[Point localization data]

+ + +

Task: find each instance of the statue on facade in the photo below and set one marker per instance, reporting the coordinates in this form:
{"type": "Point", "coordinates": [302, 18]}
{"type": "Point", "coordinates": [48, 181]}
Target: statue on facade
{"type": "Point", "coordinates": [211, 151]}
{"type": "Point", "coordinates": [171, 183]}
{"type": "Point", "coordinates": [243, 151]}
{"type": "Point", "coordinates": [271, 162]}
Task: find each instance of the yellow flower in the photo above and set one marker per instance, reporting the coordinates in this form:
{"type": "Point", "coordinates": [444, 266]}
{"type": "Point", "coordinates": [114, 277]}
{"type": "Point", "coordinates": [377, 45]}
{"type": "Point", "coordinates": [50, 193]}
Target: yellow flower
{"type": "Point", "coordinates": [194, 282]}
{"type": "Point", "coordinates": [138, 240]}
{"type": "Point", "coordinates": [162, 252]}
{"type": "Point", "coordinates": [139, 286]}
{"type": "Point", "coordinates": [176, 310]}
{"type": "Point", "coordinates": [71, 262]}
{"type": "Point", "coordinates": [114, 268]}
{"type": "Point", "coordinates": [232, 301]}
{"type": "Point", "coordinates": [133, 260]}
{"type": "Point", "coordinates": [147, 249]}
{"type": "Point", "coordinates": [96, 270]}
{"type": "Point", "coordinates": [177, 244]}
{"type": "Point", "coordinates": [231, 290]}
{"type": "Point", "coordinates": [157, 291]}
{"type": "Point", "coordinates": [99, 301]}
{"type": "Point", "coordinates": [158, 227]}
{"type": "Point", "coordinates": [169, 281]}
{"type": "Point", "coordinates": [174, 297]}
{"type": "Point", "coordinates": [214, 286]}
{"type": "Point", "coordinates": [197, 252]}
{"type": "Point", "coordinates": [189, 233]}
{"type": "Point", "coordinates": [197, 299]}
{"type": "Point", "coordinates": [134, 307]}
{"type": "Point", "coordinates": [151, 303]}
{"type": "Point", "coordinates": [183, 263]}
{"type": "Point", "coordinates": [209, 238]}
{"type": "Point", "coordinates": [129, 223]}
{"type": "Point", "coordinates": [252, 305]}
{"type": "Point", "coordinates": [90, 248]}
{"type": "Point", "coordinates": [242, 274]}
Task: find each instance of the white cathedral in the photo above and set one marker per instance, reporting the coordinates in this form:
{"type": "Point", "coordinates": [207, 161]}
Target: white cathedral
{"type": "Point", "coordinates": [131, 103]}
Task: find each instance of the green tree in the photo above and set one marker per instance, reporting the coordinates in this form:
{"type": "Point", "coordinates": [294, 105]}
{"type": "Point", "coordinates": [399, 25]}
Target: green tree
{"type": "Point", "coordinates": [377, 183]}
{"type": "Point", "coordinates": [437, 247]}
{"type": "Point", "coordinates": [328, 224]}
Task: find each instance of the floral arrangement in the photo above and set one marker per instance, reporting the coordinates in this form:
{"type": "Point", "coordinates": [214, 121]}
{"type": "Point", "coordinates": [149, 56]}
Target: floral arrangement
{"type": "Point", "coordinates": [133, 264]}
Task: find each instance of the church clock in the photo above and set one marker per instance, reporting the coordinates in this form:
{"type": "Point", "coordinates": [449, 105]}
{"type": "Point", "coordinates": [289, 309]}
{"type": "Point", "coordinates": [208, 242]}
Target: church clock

+ + +

■ **PROBLEM TO SOLVE**
The records above are to be restated word for word, in full.

■ **WORKED SOLUTION**
Task: find each instance of the statue on facade in the photo below and set one marker per instance, reporting the coordinates in this form:
{"type": "Point", "coordinates": [302, 18]}
{"type": "Point", "coordinates": [48, 181]}
Target: statue on facade
{"type": "Point", "coordinates": [211, 151]}
{"type": "Point", "coordinates": [171, 183]}
{"type": "Point", "coordinates": [243, 151]}
{"type": "Point", "coordinates": [271, 162]}
Task: find each instance of the yellow flower in the photo above and set one marker per instance, reporting the coordinates in this form:
{"type": "Point", "coordinates": [444, 266]}
{"type": "Point", "coordinates": [114, 277]}
{"type": "Point", "coordinates": [377, 45]}
{"type": "Point", "coordinates": [50, 193]}
Target: yellow flower
{"type": "Point", "coordinates": [194, 282]}
{"type": "Point", "coordinates": [138, 240]}
{"type": "Point", "coordinates": [162, 252]}
{"type": "Point", "coordinates": [139, 286]}
{"type": "Point", "coordinates": [176, 310]}
{"type": "Point", "coordinates": [71, 262]}
{"type": "Point", "coordinates": [114, 268]}
{"type": "Point", "coordinates": [232, 301]}
{"type": "Point", "coordinates": [133, 260]}
{"type": "Point", "coordinates": [147, 249]}
{"type": "Point", "coordinates": [96, 270]}
{"type": "Point", "coordinates": [177, 244]}
{"type": "Point", "coordinates": [231, 290]}
{"type": "Point", "coordinates": [157, 291]}
{"type": "Point", "coordinates": [99, 301]}
{"type": "Point", "coordinates": [158, 227]}
{"type": "Point", "coordinates": [169, 281]}
{"type": "Point", "coordinates": [174, 297]}
{"type": "Point", "coordinates": [214, 286]}
{"type": "Point", "coordinates": [197, 252]}
{"type": "Point", "coordinates": [189, 233]}
{"type": "Point", "coordinates": [197, 299]}
{"type": "Point", "coordinates": [134, 307]}
{"type": "Point", "coordinates": [151, 303]}
{"type": "Point", "coordinates": [183, 263]}
{"type": "Point", "coordinates": [209, 238]}
{"type": "Point", "coordinates": [129, 223]}
{"type": "Point", "coordinates": [252, 305]}
{"type": "Point", "coordinates": [90, 248]}
{"type": "Point", "coordinates": [242, 274]}
Task: find each instance of the white cathedral in the photo above and set one marker per instance, reporting the coordinates in this form:
{"type": "Point", "coordinates": [207, 161]}
Target: white cathedral
{"type": "Point", "coordinates": [131, 103]}
Task: find each instance of the green tree in the photo above and set one marker per instance, reporting the coordinates in this form:
{"type": "Point", "coordinates": [294, 105]}
{"type": "Point", "coordinates": [399, 25]}
Target: green tree
{"type": "Point", "coordinates": [377, 183]}
{"type": "Point", "coordinates": [437, 247]}
{"type": "Point", "coordinates": [328, 224]}
Task: find each instance of the floral arrangement in the photo above and set one marker per instance, reporting the coordinates in this form:
{"type": "Point", "coordinates": [214, 121]}
{"type": "Point", "coordinates": [149, 56]}
Target: floral arrangement
{"type": "Point", "coordinates": [133, 264]}
Task: find each instance of the church clock in the photo above and set one marker per instance, reporting the coordinates in this form:
{"type": "Point", "coordinates": [449, 105]}
{"type": "Point", "coordinates": [289, 309]}
{"type": "Point", "coordinates": [208, 242]}
Target: church clock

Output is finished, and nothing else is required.